## What to work on
In the forum thread on body temperature confidence intervals, what population standard deviation is given for the women's body temperatures?

Question

help me i will medal

Answer 1

Carla conducted an experiment to determine if the there is a difference in mean body temperature for men and women. She found that the mean body temperature for men in the sample was 97.1 with a population standard deviation of 0.51 and the mean body temperature for women in the sample was 98.2 with a population standard deviation of 0.57.

Assuming the population of body temperatures for men and women is normally distributed, calculate the 95% confidence interval and the margin of error for the mean body temperature for both men and women. Using complete sentences, explain what these confidence intervals mean in the context of the problem.

Answer 2

@mathmate

Answer 3

@jigglypuff314

Answer 4

this is what i know:
The confidence interval for means depends on the standard error of the mean, SE = population SD divided by sqrt(number of samples making up the mean).

So the symmetric 95% confidence interval for each gender, men and women, will be [mean +- 1.96 SD/sqrt(number of samples)]

Answer 5

So what values are you missing from the problem?

Answer 6

I'm just confused from there on

Answer 7

i need to calculate the 95% ci and margin of error

Answer 8

So what is your sample size?

Answer 9

97.1 for men
98.2 for women

Answer 10

Those are the means.

Answer 11

so then whats the sample size

Answer 12

They haven't given that to you? Or a margin of error?

Answer 13

no.. all they gave me is above...

Answer 14

Carla conducted an experiment to determine if the there is a difference in mean body temperature for men and women. She found that the mean body temperature for men in the sample was 97.1 with a population standard deviation of 0.51 and the mean body temperature for women in the sample was 98.2 with a population standard deviation of 0.57.

Assuming the population of body temperatures for men and women is normally distributed, calculate the 95% confidence interval and the margin of error for the mean body temperature for both men and women. Using complete sentences, explain what these confidence intervals mean in the context of the problem.

Answer 15

Then just solve it without the sample size.

Answer 16

how

Answer 17

\[97.1\pm 1.96\times(0.51)\]

Answer 18

soo… 97.1 +- 0.99 ??

Answer 19

yup.

Answer 20

what about the other 1/2 of the question tho? it asked for margin of error and 95% ci

Answer 21

the margin of error for men is the .99 you calculated.

Answer 22

you do the same thing to calculate the m.o.e for the women

Answer 23

the CI for the women would be \[98.2\pm (1.96*.57)\]

Answer 24

so the m.o.e would be??

Answer 25

yes okay I get that now thank u 98.2 +- 1.11

Answer 26

got it!

Answer 27

do u know how to do the 95 % confidence interval

Answer 28

98.2±(1.96∗.57) = (97.0828, 99.3172)

Answer 29

That's your 95% CI for the women.

Answer 30

The confidence interval is the mean +- margin of error.

Answer 31

margin of error = z* x (std. error)

Answer 32

std. error = std. deviation / (sqr. root of sample size)

Answer 33

ohhhh okay so for men it would be 98.2 +- 1.11= what

Answer 34

That would be for women

Answer 35

Men would be 97.1 +- 0.99

Answer 36

ooooohh thank u

Answer 37

no problem!

## Dataset
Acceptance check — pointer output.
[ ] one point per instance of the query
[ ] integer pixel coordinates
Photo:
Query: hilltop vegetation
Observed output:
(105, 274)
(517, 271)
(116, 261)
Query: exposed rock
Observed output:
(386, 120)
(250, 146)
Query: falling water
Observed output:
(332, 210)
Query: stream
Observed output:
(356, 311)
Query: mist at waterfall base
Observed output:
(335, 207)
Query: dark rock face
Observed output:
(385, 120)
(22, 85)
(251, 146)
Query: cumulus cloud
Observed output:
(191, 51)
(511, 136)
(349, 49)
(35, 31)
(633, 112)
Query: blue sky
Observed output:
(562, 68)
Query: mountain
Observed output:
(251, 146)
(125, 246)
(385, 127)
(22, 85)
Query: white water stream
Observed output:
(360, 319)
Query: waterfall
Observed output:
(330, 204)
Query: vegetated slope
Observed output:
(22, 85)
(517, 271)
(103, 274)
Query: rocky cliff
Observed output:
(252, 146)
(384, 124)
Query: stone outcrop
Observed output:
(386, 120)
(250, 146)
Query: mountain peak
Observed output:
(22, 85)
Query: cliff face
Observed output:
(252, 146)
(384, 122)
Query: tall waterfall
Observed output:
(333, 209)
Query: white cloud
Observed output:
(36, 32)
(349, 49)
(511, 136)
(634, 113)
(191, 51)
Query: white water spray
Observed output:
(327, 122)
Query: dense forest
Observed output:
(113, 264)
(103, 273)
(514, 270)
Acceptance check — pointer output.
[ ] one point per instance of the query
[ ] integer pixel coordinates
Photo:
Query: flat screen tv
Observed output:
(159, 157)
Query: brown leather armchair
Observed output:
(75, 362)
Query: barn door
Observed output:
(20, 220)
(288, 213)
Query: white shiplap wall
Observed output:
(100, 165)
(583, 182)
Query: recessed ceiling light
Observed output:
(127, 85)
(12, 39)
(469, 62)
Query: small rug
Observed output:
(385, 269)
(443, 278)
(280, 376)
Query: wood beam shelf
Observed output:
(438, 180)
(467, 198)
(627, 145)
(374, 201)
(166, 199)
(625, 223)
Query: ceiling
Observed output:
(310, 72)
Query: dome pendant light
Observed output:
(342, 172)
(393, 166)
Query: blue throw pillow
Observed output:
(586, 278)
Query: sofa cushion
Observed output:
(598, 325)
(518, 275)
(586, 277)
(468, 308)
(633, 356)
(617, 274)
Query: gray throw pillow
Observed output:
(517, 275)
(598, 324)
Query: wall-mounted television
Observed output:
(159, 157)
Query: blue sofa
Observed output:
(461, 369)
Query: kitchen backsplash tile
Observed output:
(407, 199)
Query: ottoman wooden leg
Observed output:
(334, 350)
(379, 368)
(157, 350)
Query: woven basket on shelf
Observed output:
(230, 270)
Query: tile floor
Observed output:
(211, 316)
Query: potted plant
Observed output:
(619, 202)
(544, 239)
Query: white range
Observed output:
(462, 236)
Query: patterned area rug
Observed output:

## Exercise answer
0.57